| Dataset extract |
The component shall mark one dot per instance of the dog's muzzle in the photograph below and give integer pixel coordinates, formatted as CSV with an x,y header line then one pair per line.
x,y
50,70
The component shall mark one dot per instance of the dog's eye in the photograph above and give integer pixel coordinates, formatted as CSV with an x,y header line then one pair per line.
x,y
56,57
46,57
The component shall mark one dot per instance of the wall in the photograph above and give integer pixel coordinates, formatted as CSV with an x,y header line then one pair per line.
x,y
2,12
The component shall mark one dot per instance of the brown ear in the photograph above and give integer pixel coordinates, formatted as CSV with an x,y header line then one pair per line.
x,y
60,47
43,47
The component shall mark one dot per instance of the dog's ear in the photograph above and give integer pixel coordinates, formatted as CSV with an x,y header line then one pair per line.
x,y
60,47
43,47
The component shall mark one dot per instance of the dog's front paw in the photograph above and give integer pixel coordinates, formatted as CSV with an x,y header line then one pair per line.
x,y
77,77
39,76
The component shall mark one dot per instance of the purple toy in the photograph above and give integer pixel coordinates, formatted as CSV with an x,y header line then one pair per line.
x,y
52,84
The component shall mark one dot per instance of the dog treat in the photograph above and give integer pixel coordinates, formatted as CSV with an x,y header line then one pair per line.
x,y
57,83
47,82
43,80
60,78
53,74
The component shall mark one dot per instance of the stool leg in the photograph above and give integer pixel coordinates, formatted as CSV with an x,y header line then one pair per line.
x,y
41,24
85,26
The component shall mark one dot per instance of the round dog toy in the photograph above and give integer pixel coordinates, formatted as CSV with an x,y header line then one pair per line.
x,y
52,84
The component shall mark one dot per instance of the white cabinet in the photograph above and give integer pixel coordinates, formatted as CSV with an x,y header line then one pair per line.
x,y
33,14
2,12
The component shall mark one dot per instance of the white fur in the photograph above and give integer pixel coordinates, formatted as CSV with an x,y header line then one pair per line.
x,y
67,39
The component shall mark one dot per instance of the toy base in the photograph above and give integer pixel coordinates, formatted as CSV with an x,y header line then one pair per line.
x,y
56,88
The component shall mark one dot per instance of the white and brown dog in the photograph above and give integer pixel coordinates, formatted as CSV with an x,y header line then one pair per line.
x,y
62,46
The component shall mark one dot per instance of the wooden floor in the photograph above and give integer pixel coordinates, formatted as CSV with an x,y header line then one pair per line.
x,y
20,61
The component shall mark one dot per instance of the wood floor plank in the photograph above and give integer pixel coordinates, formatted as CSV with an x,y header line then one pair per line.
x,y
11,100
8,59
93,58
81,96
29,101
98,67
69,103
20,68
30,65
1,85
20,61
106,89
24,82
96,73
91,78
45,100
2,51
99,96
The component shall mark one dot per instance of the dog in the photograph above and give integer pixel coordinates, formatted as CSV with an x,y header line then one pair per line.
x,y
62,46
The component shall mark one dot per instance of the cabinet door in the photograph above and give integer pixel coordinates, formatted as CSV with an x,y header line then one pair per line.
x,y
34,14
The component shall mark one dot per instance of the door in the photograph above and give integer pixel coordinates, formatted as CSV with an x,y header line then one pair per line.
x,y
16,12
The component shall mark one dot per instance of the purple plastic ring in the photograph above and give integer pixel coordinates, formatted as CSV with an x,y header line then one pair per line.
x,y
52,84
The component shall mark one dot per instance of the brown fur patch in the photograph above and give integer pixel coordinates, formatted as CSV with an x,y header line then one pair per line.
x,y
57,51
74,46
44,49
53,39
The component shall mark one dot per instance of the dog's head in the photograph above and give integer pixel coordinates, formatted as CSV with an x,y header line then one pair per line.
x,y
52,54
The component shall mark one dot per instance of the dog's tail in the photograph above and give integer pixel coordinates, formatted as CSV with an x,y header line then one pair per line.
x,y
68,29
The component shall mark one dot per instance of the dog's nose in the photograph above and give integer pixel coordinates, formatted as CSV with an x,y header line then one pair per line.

| Exercise instructions |
Each line above should be output exactly as written.

| Output for this task |
The component shall mark one dot per instance of the dog's muzzle in the photograph below and give integer pixel coordinates, formatted as CSV with an x,y header line then one pair per line.
x,y
50,70
The component shall mark one dot per instance of the dog's eye in the photograph above and give integer pixel coordinates, formatted as CSV with an x,y header line then one pair per line.
x,y
56,57
46,57
The component shall mark one dot per instance of the wall in the photograph above and give integer pixel coordinates, formatted as CSV with an x,y header line then one pair per line.
x,y
2,12
The component shall mark one dot per instance of the brown ear in the photograph above and give integer pixel coordinates, formatted as CSV with an x,y header line then one pair per line.
x,y
60,47
43,47
The component shall mark one dot per instance of the dog's ear in the photograph above and give integer pixel coordinates, formatted as CSV with an x,y header line then one pair per line.
x,y
60,47
43,47
The component shall mark one dot per instance of the dog's front paw in the photograph above and give integer pixel coordinates, formatted as CSV with an x,y header line then one pair per line.
x,y
77,77
39,76
The component shall mark one dot per instance of the purple toy in the photograph above and give integer pixel coordinates, formatted as CSV with an x,y header line then one pair per line.
x,y
52,84
The component shall mark one dot per instance of the dog treat in the photograph above and give integer pixel coordinates, formatted as CSV with an x,y header line then one pair per line.
x,y
57,83
47,82
43,80
60,78
53,74
The component shall mark one dot per instance of the stool leg in the photograph above and give integer pixel coordinates, formatted as CSV with an x,y header line then one pair per line.
x,y
41,24
85,26
The component shall mark one dot per instance of the round dog toy in the photograph above and give integer pixel coordinates, formatted as CSV with an x,y header line then one pair per line.
x,y
52,84
The component shall mark one dot per instance of the white cabinet in the photograph above and give integer pixel coordinates, formatted as CSV with an x,y header line then one pair per line.
x,y
33,14
2,12
The component shall mark one dot per instance of the white fur in the photograph above and give integer pixel coordinates, formatted as CSV with an x,y header line then one pair per line.
x,y
67,39
The component shall mark one dot per instance of the toy base in the photograph above and give integer pixel coordinates, formatted as CSV with an x,y header line then one pair per line.
x,y
56,88
The component shall mark one dot per instance of the white and brown dog in the photograph above and give integer pixel coordinates, formatted as CSV with an x,y header line then one pair per line.
x,y
62,46
The component shall mark one dot per instance of the wooden floor in the photograph above and give integer pixel coordinates, formatted as CSV with an x,y header line then one pair per line.
x,y
20,61
The component shall mark one dot per instance of the wood floor plank in the photograph above and give integer pixel coordinates, formatted as CSV with an x,y header line then one pair per line.
x,y
11,100
8,59
93,58
81,96
29,101
98,67
69,103
20,68
30,65
1,85
20,61
106,89
24,82
96,73
91,78
45,100
2,51
99,96
The component shall mark one dot per instance of the dog in the photograph above and give integer pixel coordinates, formatted as CSV with an x,y header line then one pair per line.
x,y
62,46
The component shall mark one dot per instance of the cabinet door in the photograph above and give integer pixel coordinates, formatted as CSV with an x,y header line then one pair per line.
x,y
34,14
The component shall mark one dot per instance of the door in the photograph above and give integer pixel coordinates, formatted as CSV with an x,y header line then one pair per line.
x,y
16,12
The component shall mark one dot per instance of the purple plastic ring in the photograph above and give integer pixel coordinates, formatted as CSV with an x,y header line then one pair per line.
x,y
52,84
The component shall mark one dot per instance of the brown fur patch in the photograph above and give integer pixel coordinates, formatted as CSV with an x,y header line then one pair per line.
x,y
57,51
74,46
44,49
53,39
The component shall mark one dot per instance of the dog's head in the photograph above and give integer pixel coordinates, formatted as CSV with an x,y header line then one pair per line.
x,y
52,54
The component shall mark one dot per instance of the dog's tail in the photograph above and give integer pixel coordinates, formatted as CSV with an x,y header line then one pair per line.
x,y
68,29
The component shall mark one dot per instance of the dog's nose in the photograph above and give integer pixel coordinates, formatted as CSV with an x,y header line then one pair per line.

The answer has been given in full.